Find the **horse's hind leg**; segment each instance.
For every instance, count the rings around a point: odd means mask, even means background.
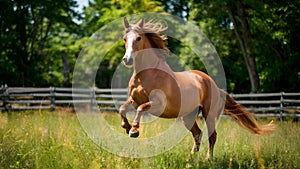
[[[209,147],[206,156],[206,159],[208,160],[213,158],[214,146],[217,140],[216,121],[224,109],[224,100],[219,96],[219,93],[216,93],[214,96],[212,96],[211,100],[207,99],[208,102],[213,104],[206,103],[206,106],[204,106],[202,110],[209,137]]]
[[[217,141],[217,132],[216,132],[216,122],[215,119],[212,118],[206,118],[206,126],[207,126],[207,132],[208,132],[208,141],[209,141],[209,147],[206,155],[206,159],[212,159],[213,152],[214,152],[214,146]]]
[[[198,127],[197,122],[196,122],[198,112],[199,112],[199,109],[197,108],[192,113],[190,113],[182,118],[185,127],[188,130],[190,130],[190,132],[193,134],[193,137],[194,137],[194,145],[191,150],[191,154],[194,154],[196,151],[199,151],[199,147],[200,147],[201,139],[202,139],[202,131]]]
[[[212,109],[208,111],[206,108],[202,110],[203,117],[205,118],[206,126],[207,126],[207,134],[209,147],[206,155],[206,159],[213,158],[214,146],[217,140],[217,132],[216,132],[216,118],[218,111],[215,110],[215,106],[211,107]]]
* * *
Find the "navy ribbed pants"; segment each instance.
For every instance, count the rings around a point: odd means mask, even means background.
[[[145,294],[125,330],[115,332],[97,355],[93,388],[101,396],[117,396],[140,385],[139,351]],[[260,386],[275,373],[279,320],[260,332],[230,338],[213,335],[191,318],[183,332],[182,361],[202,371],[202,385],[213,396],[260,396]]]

[About this exercise] If a line of the material contains the word "each", count it; please reply with the total and nothing more.

[Answer section] 2